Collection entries
——————————

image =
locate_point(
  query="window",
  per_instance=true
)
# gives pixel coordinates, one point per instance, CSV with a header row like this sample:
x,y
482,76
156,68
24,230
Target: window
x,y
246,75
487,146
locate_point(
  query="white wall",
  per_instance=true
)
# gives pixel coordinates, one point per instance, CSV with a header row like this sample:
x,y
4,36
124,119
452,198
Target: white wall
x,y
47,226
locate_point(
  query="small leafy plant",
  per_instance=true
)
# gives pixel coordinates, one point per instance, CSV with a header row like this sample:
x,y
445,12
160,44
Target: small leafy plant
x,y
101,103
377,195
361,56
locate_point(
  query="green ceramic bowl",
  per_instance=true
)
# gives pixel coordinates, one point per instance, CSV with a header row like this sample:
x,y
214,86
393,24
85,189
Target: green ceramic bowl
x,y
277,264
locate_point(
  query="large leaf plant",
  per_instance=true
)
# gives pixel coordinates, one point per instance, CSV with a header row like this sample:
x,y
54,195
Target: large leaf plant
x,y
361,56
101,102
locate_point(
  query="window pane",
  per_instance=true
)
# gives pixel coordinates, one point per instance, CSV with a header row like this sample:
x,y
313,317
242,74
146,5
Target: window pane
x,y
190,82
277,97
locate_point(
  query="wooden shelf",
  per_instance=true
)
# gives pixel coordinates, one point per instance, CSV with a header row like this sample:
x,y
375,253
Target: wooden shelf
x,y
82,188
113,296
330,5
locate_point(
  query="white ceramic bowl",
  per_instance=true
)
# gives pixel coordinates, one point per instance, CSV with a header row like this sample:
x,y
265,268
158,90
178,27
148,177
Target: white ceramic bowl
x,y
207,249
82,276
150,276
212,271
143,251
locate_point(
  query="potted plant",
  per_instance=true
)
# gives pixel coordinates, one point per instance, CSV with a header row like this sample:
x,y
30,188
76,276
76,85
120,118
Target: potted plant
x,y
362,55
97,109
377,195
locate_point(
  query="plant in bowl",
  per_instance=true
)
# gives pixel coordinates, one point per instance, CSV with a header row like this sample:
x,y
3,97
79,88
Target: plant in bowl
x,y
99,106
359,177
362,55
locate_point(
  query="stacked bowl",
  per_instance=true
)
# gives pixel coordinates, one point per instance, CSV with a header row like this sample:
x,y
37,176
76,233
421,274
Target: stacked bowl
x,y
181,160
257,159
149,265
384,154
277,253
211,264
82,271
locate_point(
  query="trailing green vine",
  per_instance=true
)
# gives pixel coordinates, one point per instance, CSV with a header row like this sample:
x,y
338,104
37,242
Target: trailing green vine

——————————

[Aim of the exercise] Down to the last line, give the records again exactly.

[Task result]
image =
locate_point(
  query="window",
  per_instance=true
)
# gives pixel coordinates, one point per instance, CSV with a header row like this sample:
x,y
482,76
156,68
24,230
Target: window
x,y
246,75
487,146
locate_point(
  query="white wall",
  per_instance=true
)
# gives pixel coordinates, one point per instance, CSV with a header row like this sample:
x,y
4,36
124,119
452,198
Target: white wall
x,y
47,226
locate_point(
  query="small leafy plant",
  per_instance=true
)
# gives pixel coordinates, one point per instance, CSV with a header row like this sample:
x,y
445,12
160,44
Target: small leafy plant
x,y
101,103
377,195
361,56
locate_point(
  query="green ceramic bowl",
  per_instance=true
)
# gives pixel coordinates, one point per instance, CSV with a header row like this sample:
x,y
214,86
393,24
85,189
Target: green ceramic bowl
x,y
277,264
locate_point(
  query="large leaf plant",
  per_instance=true
)
# gives pixel coordinates, one point per instance, CSV with a header row like this sample:
x,y
54,195
Target: large leaf plant
x,y
361,56
101,102
locate_point(
  query="window pane",
  per_instance=true
)
# gives pixel coordinates, one point per instance, CSV with a header row like this sample:
x,y
313,317
242,74
146,5
Target: window pane
x,y
190,82
277,97
locate_point(
  query="wooden shelf",
  per_instance=true
)
# gives pixel coordinates, one point per instance, CSV with a header row like this sample:
x,y
375,253
Target: wooden shelf
x,y
82,188
113,296
330,5
locate_point(
  query="white ceramic bowl",
  per_instance=true
)
# gives pixel coordinates, one point per instance, CSV with a header row like this sample:
x,y
265,268
158,90
178,27
148,177
Target: white ceramic bowl
x,y
207,249
82,276
150,276
212,271
143,251
locate_point(
  query="potted plant",
  per_instance=true
)
# gives pixel coordinates, one point per instance, CSV with a header row like this sample:
x,y
30,188
76,276
76,85
120,118
Target: potted plant
x,y
362,55
97,109
377,195
locate_point(
  query="plant in bowl",
  per_instance=true
)
# gives pixel coordinates, one point per instance, CSV with a header row like this sample:
x,y
3,97
79,88
Target: plant in bowl
x,y
99,106
359,177
362,55
locate_point(
  query="stacked bowl",
  per_instance=true
)
# gives pixel coordinates, one point per instance, CSV with a header row like this sample:
x,y
37,176
76,233
421,274
Target: stacked bowl
x,y
181,160
257,159
149,265
384,154
277,253
211,264
82,271
locate_point(
  query="trailing green vine",
  per_instance=true
)
# gives pixel coordinates, one point per instance, CSV with a header row like this sample:
x,y
338,104
37,242
Target: trailing green vine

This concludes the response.